**Problem requirements**: Copy the records from the start through the line with "point(80, 64)", replacing "marker" with "pin" and leaving everything else unchanged.

**Extracted entries**:
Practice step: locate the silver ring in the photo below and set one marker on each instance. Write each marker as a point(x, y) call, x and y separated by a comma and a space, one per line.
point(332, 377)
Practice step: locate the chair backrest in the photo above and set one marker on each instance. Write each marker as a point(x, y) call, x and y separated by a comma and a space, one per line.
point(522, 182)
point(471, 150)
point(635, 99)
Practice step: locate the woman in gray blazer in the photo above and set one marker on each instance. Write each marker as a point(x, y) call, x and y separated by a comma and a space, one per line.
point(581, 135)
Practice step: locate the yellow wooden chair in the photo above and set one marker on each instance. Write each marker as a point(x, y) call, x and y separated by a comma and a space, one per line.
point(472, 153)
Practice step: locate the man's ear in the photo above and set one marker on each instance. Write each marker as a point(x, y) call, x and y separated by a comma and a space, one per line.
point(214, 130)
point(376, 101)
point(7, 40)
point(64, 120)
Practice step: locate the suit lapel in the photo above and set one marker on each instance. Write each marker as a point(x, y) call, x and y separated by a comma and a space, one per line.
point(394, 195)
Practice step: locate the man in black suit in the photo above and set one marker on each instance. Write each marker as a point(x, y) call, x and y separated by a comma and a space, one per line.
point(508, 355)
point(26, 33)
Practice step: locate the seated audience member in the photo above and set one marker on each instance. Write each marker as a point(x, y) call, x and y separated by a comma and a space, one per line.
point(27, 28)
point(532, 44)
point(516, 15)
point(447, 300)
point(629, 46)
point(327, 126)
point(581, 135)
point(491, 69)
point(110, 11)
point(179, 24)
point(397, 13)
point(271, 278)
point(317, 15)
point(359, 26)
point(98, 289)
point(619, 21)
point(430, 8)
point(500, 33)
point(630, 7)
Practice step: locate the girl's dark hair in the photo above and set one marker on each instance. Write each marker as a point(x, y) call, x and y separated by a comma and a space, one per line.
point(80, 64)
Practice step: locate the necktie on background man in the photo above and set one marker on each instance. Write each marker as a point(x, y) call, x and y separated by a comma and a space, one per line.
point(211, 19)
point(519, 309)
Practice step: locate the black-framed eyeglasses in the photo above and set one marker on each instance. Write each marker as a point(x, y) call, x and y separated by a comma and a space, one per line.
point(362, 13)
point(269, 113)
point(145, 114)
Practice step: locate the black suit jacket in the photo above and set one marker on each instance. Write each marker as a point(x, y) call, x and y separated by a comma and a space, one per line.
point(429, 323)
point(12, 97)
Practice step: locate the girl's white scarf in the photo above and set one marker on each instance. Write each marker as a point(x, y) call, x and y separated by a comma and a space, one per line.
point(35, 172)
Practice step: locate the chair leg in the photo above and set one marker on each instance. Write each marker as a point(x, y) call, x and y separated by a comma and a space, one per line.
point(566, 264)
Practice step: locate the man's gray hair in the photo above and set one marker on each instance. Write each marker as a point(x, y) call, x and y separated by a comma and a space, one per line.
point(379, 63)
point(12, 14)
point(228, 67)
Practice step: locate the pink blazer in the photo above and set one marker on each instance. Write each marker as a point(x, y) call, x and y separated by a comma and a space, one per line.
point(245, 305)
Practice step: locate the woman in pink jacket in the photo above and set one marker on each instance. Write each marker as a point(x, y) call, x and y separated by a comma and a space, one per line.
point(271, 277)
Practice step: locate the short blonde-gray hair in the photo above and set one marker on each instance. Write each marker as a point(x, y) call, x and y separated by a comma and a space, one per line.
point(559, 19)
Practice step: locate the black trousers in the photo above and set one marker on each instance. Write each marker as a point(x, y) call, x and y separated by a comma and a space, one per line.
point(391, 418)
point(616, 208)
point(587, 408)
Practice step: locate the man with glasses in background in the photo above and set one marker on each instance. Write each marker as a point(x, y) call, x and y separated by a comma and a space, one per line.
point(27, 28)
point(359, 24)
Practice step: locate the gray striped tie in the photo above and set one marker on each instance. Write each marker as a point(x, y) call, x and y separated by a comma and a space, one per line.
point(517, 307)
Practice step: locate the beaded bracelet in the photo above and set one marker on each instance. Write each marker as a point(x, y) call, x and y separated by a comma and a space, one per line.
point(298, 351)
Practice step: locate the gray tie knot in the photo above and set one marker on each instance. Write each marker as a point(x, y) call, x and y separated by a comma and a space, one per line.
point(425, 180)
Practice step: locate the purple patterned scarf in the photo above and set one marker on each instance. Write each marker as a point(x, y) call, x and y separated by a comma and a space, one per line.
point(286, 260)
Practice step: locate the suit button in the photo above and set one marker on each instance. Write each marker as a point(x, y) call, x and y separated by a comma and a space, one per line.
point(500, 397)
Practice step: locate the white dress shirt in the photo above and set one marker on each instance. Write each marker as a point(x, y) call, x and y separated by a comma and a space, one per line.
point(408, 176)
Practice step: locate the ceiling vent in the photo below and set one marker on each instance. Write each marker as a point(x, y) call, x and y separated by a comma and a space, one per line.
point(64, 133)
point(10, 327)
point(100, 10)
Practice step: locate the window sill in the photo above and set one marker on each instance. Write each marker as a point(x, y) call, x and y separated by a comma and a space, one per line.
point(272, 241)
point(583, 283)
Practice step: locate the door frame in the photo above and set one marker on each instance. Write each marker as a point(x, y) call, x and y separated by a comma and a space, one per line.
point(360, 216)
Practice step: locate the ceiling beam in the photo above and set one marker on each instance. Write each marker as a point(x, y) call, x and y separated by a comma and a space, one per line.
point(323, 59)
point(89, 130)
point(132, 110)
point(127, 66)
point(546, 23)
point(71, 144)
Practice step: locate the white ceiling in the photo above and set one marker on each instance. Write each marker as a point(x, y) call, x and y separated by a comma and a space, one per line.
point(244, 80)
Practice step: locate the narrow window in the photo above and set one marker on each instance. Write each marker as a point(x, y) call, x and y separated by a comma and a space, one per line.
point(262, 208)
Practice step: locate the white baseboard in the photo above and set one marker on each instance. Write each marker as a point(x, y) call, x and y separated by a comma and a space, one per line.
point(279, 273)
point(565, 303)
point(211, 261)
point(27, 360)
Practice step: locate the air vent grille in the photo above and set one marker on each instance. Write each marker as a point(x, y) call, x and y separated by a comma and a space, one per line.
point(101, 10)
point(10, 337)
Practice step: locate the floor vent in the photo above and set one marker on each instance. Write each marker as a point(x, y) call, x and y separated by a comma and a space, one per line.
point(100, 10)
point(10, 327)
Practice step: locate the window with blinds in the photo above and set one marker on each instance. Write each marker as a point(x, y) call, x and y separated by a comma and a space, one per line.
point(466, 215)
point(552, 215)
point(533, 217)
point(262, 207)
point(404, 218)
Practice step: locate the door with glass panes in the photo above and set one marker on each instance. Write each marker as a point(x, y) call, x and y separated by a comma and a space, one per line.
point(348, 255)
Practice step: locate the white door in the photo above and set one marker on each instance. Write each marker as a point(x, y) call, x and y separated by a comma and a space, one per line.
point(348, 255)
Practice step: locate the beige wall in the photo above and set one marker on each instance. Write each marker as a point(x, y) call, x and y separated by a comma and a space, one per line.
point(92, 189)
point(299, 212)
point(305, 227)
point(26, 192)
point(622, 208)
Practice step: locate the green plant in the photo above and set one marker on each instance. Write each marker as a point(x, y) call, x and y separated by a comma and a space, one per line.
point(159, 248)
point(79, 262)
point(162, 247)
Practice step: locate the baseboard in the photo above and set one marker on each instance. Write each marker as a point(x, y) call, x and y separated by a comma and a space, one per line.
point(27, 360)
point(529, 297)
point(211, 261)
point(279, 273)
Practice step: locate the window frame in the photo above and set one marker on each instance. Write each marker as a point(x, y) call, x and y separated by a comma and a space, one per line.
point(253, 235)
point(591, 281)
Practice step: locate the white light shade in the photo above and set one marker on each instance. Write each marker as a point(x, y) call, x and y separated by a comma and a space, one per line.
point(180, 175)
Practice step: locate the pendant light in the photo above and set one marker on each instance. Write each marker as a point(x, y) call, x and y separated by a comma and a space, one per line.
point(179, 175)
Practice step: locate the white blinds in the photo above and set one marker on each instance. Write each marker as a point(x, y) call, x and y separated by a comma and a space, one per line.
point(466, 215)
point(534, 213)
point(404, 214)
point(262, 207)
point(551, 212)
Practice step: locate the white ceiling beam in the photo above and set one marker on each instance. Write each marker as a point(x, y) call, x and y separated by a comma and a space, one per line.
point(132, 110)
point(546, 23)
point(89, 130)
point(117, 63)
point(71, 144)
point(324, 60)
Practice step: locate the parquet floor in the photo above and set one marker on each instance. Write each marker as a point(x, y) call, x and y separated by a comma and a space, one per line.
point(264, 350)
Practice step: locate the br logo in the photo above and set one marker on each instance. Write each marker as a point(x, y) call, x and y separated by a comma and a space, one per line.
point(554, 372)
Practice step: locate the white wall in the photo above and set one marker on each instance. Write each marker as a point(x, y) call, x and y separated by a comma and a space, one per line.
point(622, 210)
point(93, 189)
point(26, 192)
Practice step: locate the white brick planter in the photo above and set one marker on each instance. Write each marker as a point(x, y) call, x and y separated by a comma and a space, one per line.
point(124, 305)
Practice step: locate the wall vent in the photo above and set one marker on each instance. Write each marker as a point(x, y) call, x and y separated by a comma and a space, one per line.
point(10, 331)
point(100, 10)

**Exercise solution**:
Practice step: locate the silver ring in the photo below and set one pin on each instance. Write each pin as a point(x, y) call, x and y separated by a comma and a space, one per line.
point(332, 377)
Practice step: locate the chair backrest in the photo above and set one pin on each instance. Write each pin as a point(x, y) call, x and y separated by a comma and a space, one per line.
point(522, 182)
point(471, 150)
point(635, 99)
Practice step: locate the woman in gray blazer in the photo above and set one pin on each instance. Write each pin as a point(x, y) call, x and y separated by a comma and a space, one per line.
point(581, 135)
Practice step: locate the yellow wooden chair in the photo above and set one pin on each instance. Write each pin as a point(x, y) call, x and y separated by a comma and a space, one per line.
point(472, 153)
Practice step: locate the man's ear in the photo above and set one pin on each instance. Write each pin as a point(x, y) call, x and y separated by a comma and a space, one per line.
point(214, 130)
point(376, 101)
point(7, 40)
point(64, 120)
Practice step: locate the suit lapel in the photo above and set one pin on each instance. Write each pin as a point(x, y) call, x and y separated by a comma and a space, one per line.
point(394, 195)
Practice step: locate the man in black suit in the photo above and set one pin on each instance. Write each pin as a point(x, y) call, x and y separated by a comma and a space, one per line.
point(508, 355)
point(26, 33)
Practice step: locate the seated audience member in the photo above and set one pin on each instance. Write each pin as a point(x, y) call, x and y separated by a comma and a space, one per line.
point(27, 28)
point(532, 44)
point(516, 15)
point(447, 300)
point(629, 46)
point(327, 126)
point(581, 135)
point(491, 69)
point(110, 11)
point(179, 24)
point(397, 13)
point(271, 278)
point(317, 15)
point(359, 26)
point(98, 289)
point(619, 21)
point(430, 8)
point(500, 33)
point(630, 7)
Practice step: locate the girl's dark hair in the photo above and set one pin on each instance. Write each pin as a point(x, y) call, x and y separated by a comma and a space, one per line.
point(80, 64)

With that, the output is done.